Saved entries
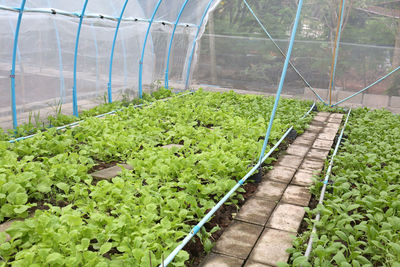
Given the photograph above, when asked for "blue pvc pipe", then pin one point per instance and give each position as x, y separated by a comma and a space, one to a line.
283, 76
337, 46
74, 93
112, 52
281, 51
171, 41
12, 76
369, 86
197, 228
194, 43
96, 50
60, 61
144, 48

WORK ITEM: Please set down the records exactly, and keep every image out of the copy.

TASK RESULT:
Given the photograph above, when asked for "blue pvc pipe", then pin one point per instance and give each position as x, y separated by a comma and a space, one to a line.
283, 76
337, 46
74, 93
112, 52
281, 51
171, 41
12, 76
369, 86
197, 228
194, 43
96, 50
60, 61
144, 48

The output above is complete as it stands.